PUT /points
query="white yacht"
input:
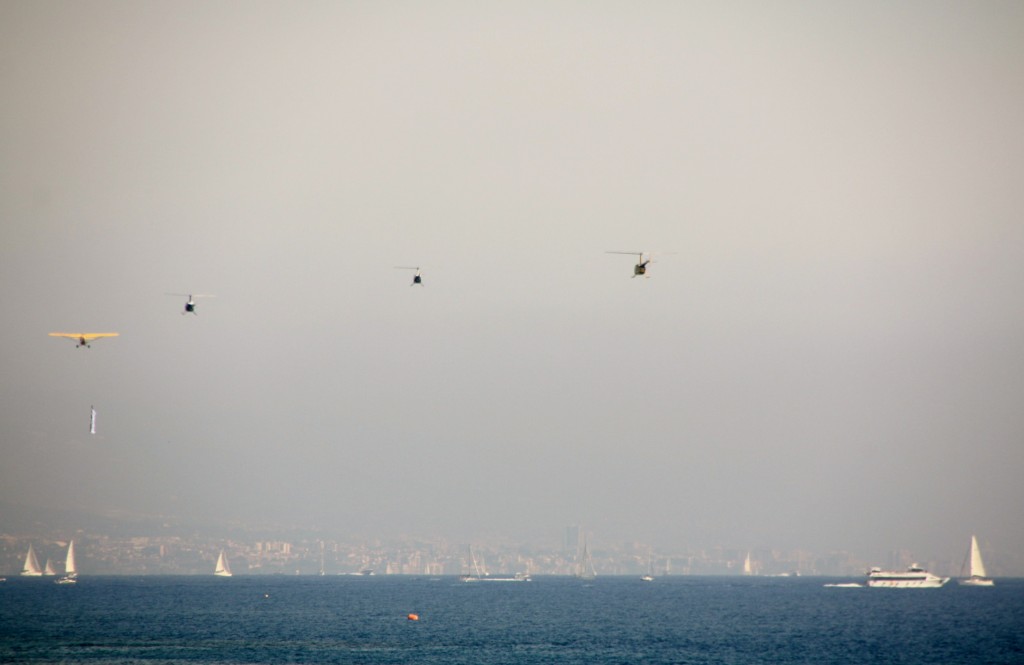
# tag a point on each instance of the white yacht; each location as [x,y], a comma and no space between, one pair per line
[976,569]
[912,578]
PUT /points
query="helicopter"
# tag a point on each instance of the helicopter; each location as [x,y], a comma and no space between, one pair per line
[640,269]
[190,304]
[416,278]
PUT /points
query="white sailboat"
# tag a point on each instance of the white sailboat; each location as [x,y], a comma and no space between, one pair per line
[222,569]
[71,567]
[585,565]
[649,577]
[977,568]
[31,568]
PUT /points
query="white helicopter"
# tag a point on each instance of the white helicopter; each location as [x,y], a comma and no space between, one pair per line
[640,269]
[416,278]
[190,303]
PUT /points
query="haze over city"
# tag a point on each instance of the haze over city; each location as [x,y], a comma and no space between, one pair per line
[826,350]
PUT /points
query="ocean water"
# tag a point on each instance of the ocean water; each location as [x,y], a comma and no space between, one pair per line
[179,620]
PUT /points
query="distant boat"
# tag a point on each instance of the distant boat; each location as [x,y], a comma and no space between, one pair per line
[222,569]
[585,566]
[71,568]
[31,568]
[913,578]
[649,576]
[976,569]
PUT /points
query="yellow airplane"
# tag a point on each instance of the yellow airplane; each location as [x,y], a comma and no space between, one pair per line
[83,338]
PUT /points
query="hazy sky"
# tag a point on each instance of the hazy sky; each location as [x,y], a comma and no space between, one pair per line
[827,354]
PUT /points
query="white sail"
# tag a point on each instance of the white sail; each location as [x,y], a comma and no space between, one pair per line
[585,568]
[71,568]
[222,569]
[31,568]
[976,569]
[977,566]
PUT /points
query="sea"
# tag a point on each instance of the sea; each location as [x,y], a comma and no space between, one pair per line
[549,620]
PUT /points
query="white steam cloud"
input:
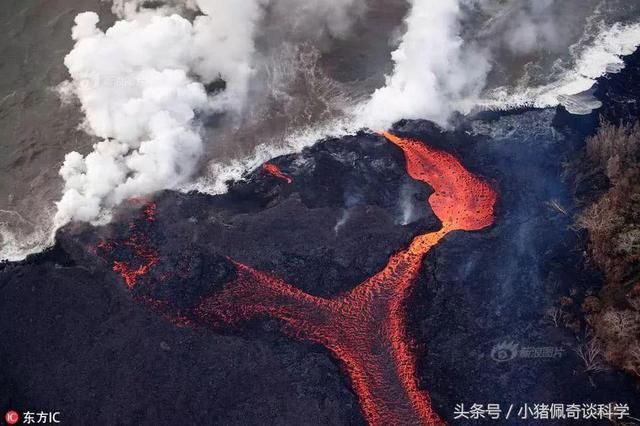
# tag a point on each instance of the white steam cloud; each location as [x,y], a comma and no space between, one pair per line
[140,85]
[435,73]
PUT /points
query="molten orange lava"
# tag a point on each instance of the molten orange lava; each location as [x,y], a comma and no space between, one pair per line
[274,170]
[365,328]
[145,258]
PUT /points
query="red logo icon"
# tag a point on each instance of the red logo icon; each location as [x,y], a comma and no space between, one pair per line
[11,417]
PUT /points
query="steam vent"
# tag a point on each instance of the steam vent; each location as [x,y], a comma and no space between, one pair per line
[294,213]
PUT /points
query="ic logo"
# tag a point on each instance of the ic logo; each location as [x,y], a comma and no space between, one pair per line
[504,351]
[11,417]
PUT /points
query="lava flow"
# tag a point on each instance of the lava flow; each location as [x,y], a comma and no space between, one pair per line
[274,170]
[366,328]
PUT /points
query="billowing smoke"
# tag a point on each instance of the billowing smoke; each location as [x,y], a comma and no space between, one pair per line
[435,72]
[141,86]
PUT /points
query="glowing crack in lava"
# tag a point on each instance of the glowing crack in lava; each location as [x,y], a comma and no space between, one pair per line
[274,170]
[364,328]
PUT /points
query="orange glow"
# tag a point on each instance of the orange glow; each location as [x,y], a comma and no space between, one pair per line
[364,328]
[274,170]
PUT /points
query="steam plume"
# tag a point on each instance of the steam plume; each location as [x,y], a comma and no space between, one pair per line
[434,74]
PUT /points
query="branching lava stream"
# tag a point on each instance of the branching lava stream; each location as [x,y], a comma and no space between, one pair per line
[366,328]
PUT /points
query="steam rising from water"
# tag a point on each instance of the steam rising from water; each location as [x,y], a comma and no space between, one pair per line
[150,89]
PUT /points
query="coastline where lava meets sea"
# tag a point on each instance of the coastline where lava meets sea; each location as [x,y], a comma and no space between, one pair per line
[271,266]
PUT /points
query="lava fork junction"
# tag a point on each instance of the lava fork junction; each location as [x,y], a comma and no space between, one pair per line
[365,328]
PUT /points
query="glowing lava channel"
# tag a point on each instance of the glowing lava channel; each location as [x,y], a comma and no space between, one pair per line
[274,170]
[365,328]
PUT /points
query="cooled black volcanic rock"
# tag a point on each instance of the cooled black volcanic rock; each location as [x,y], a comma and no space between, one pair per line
[76,340]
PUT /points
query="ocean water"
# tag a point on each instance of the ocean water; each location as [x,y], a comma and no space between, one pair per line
[541,53]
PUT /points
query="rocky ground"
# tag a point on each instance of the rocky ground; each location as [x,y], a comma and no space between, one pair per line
[76,340]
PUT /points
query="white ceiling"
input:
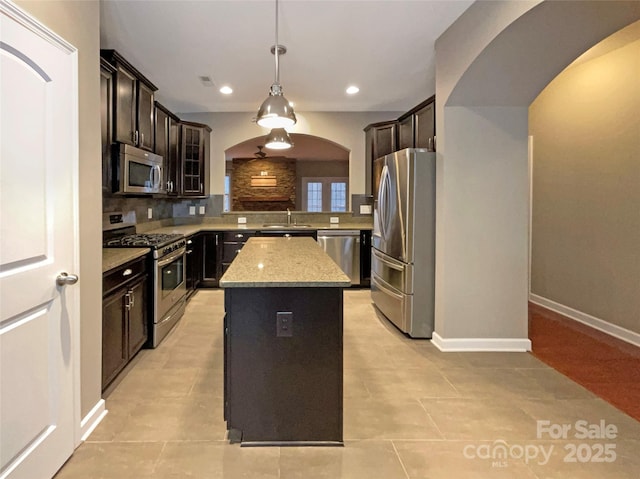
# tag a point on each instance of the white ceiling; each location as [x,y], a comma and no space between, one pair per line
[384,47]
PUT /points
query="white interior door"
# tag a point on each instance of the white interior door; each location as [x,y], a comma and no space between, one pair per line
[38,231]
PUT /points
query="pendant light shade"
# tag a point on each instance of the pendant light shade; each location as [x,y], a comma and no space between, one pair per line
[275,111]
[278,139]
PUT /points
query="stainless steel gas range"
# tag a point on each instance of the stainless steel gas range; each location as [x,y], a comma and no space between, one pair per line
[167,287]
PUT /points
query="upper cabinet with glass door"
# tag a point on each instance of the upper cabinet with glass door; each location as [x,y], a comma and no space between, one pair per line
[194,144]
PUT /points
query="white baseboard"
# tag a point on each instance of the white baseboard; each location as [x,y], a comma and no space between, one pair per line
[91,420]
[480,344]
[584,318]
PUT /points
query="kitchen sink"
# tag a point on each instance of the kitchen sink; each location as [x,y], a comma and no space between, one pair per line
[285,226]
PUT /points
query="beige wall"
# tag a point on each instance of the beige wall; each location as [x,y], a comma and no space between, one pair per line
[490,65]
[79,24]
[586,188]
[344,128]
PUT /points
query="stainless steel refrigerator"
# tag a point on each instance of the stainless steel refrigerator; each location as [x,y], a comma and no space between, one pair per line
[403,253]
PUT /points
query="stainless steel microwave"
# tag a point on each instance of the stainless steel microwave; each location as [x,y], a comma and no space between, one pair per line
[137,171]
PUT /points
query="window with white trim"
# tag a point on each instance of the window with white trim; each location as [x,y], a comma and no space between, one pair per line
[325,194]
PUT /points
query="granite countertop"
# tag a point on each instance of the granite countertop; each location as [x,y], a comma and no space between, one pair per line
[189,230]
[268,262]
[114,257]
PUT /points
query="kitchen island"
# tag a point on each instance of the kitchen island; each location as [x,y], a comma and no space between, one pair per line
[283,344]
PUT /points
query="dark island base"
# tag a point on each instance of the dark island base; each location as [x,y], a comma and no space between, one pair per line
[283,372]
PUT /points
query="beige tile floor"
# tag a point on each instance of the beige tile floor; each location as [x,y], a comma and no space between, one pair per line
[410,412]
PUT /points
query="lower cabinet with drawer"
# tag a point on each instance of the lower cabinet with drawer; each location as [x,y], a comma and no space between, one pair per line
[124,317]
[211,258]
[232,243]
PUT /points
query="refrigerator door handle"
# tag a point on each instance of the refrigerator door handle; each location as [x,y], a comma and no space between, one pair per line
[388,263]
[383,200]
[380,284]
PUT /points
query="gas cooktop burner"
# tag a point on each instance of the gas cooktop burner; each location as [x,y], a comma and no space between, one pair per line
[147,240]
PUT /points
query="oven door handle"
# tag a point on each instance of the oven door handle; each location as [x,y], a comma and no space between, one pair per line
[172,257]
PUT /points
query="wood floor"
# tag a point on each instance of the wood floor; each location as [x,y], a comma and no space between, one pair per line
[606,366]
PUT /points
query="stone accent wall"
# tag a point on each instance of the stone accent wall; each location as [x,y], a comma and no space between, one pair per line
[245,197]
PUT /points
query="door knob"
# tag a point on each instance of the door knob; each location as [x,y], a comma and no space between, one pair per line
[64,278]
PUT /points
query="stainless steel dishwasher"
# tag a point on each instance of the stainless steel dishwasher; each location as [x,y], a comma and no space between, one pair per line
[343,246]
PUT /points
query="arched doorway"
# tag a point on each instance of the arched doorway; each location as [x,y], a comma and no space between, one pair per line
[511,51]
[313,175]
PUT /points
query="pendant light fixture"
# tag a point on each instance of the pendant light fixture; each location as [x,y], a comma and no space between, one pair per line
[278,139]
[275,111]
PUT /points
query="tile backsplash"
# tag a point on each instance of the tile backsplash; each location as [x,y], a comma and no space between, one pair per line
[163,208]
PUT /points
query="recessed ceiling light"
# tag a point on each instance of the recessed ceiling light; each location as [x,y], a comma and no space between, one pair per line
[206,81]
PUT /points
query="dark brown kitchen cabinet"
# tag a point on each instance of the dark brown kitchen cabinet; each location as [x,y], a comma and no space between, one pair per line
[232,243]
[405,132]
[166,137]
[124,317]
[425,125]
[106,122]
[380,140]
[417,127]
[193,264]
[365,257]
[194,142]
[211,259]
[133,103]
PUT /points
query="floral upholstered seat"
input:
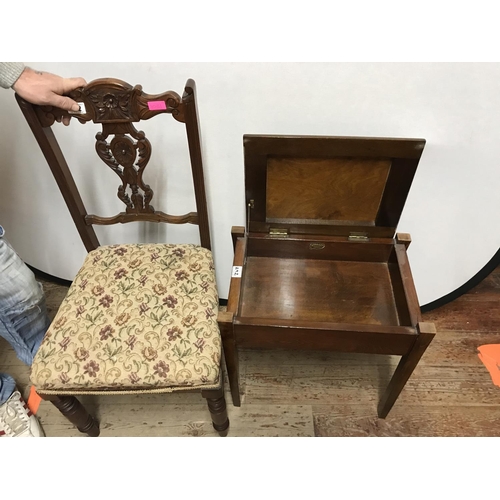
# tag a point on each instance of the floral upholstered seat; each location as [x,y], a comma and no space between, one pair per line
[137,318]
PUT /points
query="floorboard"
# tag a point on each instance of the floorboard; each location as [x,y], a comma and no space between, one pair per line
[294,393]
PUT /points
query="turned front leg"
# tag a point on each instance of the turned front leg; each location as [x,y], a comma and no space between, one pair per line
[218,410]
[74,411]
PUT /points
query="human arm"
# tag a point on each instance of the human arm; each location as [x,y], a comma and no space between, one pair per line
[40,87]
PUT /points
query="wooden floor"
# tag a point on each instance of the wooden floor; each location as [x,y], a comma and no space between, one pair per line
[291,393]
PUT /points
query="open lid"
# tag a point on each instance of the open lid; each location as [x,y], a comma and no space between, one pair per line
[328,185]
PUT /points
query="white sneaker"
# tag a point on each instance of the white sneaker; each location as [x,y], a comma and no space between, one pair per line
[17,420]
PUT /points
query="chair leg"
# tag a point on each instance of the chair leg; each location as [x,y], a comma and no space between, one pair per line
[74,411]
[218,411]
[405,368]
[231,359]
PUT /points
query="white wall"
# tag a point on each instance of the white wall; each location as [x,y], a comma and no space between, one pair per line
[451,212]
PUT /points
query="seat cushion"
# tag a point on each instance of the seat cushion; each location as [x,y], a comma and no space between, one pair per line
[136,317]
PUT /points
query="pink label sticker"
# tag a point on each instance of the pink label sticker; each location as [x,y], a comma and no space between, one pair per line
[157,105]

» **Set problem**: Count the lines in the entries above that contain the string "open", treating uppercase and lowercase as different. Give only the number.

» **Response to this task**: 2